Problem requirements:
Render everything from the line containing "Thank you for the photograph. Please indicate the assault" down to the end of the items as a JSON list of strings, with one string per line and blank lines omitted.
### Items
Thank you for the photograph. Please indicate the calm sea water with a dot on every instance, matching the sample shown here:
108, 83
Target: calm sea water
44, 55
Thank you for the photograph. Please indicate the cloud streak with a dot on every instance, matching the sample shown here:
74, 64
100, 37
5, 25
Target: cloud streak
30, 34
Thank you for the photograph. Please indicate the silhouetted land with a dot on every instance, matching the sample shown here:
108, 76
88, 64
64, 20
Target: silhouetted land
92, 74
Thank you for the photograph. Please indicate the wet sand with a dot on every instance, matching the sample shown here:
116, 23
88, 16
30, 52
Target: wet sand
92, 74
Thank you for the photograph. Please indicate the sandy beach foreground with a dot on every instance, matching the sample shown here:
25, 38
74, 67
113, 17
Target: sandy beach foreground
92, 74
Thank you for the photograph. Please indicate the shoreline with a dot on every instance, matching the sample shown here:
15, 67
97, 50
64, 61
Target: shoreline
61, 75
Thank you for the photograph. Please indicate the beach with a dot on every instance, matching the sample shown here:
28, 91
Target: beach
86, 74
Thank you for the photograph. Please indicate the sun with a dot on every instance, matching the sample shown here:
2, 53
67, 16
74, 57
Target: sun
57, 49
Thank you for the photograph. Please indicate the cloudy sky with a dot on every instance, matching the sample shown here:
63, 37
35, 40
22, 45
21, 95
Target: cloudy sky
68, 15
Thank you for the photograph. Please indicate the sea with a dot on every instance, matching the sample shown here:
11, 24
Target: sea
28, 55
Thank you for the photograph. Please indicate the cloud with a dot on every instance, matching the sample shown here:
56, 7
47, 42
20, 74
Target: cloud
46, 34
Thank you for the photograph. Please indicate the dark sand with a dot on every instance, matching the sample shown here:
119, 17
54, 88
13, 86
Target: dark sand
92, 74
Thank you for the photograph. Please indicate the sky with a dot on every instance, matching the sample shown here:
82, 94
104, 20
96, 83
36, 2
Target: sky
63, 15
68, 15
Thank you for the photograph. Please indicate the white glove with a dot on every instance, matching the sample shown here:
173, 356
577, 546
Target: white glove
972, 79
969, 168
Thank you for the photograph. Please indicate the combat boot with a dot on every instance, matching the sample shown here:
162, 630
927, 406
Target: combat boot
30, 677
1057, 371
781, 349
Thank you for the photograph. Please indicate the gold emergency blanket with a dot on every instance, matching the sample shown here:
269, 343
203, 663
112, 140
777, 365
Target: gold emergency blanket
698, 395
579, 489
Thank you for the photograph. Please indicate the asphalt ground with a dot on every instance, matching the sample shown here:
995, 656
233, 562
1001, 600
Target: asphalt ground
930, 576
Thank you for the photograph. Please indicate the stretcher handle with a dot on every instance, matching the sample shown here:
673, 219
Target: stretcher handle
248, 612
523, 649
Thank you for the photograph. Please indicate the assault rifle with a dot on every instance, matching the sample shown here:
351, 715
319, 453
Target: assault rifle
######
Exercise response:
[
  "Thank you for the photograph. Please indicate the assault rifle with a dot on every instance, matching the sample shown here:",
  "351, 715",
  "319, 453",
  "Target: assault rifle"
]